◆ Prompt: Reproduce each line of the material precisely.

◆ Location identification entries:
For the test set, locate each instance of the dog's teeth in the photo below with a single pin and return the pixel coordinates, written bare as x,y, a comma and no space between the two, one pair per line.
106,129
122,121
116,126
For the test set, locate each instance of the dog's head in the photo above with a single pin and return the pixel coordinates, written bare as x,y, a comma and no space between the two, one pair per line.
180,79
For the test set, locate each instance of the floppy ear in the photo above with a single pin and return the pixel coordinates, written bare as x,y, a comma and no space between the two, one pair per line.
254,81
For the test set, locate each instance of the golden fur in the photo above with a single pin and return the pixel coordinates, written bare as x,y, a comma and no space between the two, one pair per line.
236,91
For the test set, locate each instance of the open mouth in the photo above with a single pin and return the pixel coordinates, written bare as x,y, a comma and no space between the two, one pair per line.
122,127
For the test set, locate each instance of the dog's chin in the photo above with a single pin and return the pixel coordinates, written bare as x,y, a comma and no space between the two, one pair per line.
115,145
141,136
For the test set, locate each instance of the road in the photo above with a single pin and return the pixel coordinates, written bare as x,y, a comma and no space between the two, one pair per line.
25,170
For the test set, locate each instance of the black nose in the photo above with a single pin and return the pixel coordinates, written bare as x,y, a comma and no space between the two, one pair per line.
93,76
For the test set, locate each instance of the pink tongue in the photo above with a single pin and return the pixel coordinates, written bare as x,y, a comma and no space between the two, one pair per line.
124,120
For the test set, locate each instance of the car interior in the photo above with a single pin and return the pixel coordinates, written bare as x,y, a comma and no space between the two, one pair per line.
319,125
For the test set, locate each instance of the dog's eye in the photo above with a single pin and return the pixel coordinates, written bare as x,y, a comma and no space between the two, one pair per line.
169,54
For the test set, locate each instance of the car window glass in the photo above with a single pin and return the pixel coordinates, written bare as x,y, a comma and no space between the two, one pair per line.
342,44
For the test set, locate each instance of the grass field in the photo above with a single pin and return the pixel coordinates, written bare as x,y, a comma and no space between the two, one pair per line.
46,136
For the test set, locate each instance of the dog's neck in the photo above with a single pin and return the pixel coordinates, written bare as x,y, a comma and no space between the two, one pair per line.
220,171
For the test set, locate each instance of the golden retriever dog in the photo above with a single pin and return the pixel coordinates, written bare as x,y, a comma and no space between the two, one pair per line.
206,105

◆ Problem solution:
For the test set, locate each instance of the dog's teeth in the photo below with a single pin and return the pixel coordinates, written bare as x,y, a comma and no space between the two, one pair per line.
106,129
122,121
116,126
For the test set, locate each instance of the dog's head in the photo above with a single pin and return the pixel coordinates, written bare as x,y, a comma and no space between the two, one pair per line.
180,79
For the test set, locate each instance of the floppy ear in the photo above with a single pin and return the pixel coordinates, written bare as x,y, a comma and no space between the two, one pair per line.
254,81
For the test set, locate each instance of the golden fur in the photo above with a single pin and return the pixel coordinates, written bare as x,y, a comma and no space between the two, one pair per line.
236,91
For the test set, locate each instance of the open mouth in the photo above with a single pin and return the pixel coordinates, written bare as x,y, a comma and no space between the two, one pair per line.
122,127
For the test set, locate each instance of the dog's chin in the photo above with a single pin and return the pixel coordinates, written bare as x,y, a comma and no space between the two, one pair per line.
115,145
141,136
For the test set, locate each instance of the road in the photo above with a single pin and return the pixel coordinates, written bare as x,y, a comma and no space between the two, one pair per line.
25,170
For the test set, locate each instance of the black nose in the photo above with a single pin and return the pixel coordinates, written bare as x,y, a comma and no space between the two, one pair per line.
93,76
For the test set, locate each instance of the pink tongue in the photo above with a single pin and return the pixel coordinates, written bare as x,y, a comma and no space between the two, one pair per line.
124,120
For the test set, locate each instance of the car interior in the photo above with a single pin and return the pixel coordinates, written bare as x,y, a comma and no space between the two, one pair per line.
319,125
For the test set, locate each instance of the dog's eye in the photo above with a single pin and return the pixel coordinates, written bare as x,y, a comma and no space between the two, one pair per line.
169,54
For the test set, locate each instance of the car window glass in the photo above with a single pin and return the pixel coordinates, written bare as x,y, a comma and no space between the two, one pair per line.
342,44
For the test set, locate each instance of the grass field in the photo above with a single pin and return the pixel coordinates, written bare as x,y, a comma and no space between the two, one pair per line.
46,136
For the test set, locate each instance of the dog's neck in the photo above with a single pin and return the pixel coordinates, written bare as x,y, a comma and no space between the two, one pair per line.
220,171
For the test set, locate each instance of the golden retriever dog in the photo above with a single pin and return the pixel coordinates, written bare as x,y, a comma and no space between the two, one pair per line.
206,105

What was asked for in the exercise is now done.